Brief: Set out the records below again exactly; skip the images.

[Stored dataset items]
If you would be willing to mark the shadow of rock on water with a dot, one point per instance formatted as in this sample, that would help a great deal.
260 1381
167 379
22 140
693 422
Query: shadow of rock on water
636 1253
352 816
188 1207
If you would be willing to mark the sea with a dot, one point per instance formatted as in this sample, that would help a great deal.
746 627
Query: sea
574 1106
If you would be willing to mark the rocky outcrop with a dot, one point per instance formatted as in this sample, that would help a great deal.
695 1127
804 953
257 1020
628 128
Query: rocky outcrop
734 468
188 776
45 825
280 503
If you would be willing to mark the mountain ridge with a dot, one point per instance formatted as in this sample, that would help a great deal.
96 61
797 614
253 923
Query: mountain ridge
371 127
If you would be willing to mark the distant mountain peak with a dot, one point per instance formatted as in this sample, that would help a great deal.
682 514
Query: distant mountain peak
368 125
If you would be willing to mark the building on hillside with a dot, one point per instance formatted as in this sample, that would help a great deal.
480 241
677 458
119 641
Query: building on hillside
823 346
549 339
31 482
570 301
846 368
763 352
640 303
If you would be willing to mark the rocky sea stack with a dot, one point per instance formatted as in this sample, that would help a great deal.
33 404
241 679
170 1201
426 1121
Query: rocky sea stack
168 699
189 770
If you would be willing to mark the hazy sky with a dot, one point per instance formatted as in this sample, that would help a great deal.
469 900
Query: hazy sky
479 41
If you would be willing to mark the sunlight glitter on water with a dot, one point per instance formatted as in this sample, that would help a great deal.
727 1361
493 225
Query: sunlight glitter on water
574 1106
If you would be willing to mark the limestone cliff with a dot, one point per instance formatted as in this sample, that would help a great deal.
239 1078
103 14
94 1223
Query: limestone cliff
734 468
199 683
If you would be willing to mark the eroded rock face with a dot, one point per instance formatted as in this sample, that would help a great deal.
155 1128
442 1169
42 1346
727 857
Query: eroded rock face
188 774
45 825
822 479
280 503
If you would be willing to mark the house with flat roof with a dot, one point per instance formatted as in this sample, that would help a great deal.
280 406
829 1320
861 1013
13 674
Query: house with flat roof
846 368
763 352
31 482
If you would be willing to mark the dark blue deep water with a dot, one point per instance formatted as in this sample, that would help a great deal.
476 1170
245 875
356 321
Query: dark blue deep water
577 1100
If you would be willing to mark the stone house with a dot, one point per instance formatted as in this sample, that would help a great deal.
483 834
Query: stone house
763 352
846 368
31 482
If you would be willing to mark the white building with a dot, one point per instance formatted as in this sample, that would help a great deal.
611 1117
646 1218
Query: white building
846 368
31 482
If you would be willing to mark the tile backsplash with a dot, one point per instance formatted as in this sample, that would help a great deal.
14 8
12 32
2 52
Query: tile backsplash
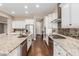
72 32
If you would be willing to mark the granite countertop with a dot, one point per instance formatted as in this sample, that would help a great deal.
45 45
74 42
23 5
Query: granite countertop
10 42
70 45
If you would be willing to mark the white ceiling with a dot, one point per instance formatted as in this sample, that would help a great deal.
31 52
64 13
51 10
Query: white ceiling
43 10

Exercise result:
If you would be willing to mark the shadow of rock on water with a dot, one point per instance formatted as in this sample, that would help a great deal.
260 1381
167 379
22 140
693 422
Query: shadow of rock on water
636 1253
352 816
188 1207
If you would be willing to mark the sea with a dot, one point per instance formatted as in this sample, that would help a great deal.
746 627
Query: sea
574 1106
If you would be willing to mark the rocky outcrop with a dot, one point per instance formatted as in this sample, that would help a great deal.
695 1127
804 953
257 1020
628 128
Query: rocky outcrop
734 468
188 776
45 825
280 503
If you would be willing to mark the mountain ridge with a dot, one point per instance formatted as in this sample, that would help a great deal.
96 61
797 614
253 923
Query: mountain ridge
371 127
If you would be willing to mark the distant mountain peak with a dot, one point per instance formatted as in this sample, that would help a great deal.
682 514
Query: distant mountain peak
368 125
If you would be willing to mark the building on hillside with a dot, one point per instance formatted as in this sample, that would help a great deal.
480 241
677 458
119 641
Query: building on hillside
823 346
549 339
31 482
570 301
846 368
763 352
640 303
If you would be willing to mark the rocky sea stack with a dot, one point per instance formatted as in this sample, that would help a great deal.
33 404
241 679
170 1201
426 1121
Query: rocky sea stack
168 699
189 770
If you would be willing to mark the hazy sky with a dot, one point per instance formatted as in this sample, that would help a great deal.
469 900
Query: hazy sky
479 41
If you would be willing to mark the sunlight glitter on water with a dot, one point per instance formatted as in this sample, that would help a great deal.
727 1361
493 225
Query: sunlight glitter on water
574 1106
If you would be willing to mark the limestone cliff with a dot, one point per instance formatted as in this sample, that would help a great deal.
239 1078
103 14
94 1223
Query: limestone cliff
734 468
199 683
If you would be willing to mark the eroded rock face with a dot, one point per instance formatted as in this sample, that would help a great deal.
155 1128
442 1169
42 1346
727 857
Query: eroded rock face
188 774
45 825
822 479
280 503
If you would be willing to mark the house with flat roof with a dot, one point per instance formatted as in this sample, that would help a great deal.
280 406
829 1320
861 1013
13 674
Query: house with flat roof
846 368
763 352
31 482
If you would be willing to mark the dark blue deep water with a dot, one point per instance formatted as in this sample, that would help a great deal.
476 1170
245 875
356 321
Query: dark blue deep water
577 1100
If you would be willing to mark the stone house with a dot, one point per instance formatted as in this sample, that would help a great deal.
483 834
Query: stone house
763 352
846 368
31 482
If you would be willing to mark the white building with a dot, one point per instance formatted as in this sample, that would help a great deal.
611 1117
646 1218
Query: white building
846 368
31 482
If you would be willing to mark the tile backsplash with a dot, one point per instance formatted as in this sample, that would help a great deal.
14 8
12 32
2 52
Query: tile backsplash
72 32
If you would be willing to mark the granite countertop with a dot, one point per instance formatted as in this sample, that would help a great deal.
45 45
74 42
23 5
Query: granite countertop
10 42
70 45
If you would be willing to mark the white ceiling with a dot, one point per instance formatted as in this sample, that would help a great deal.
31 52
64 13
51 10
Query: white ceiling
43 10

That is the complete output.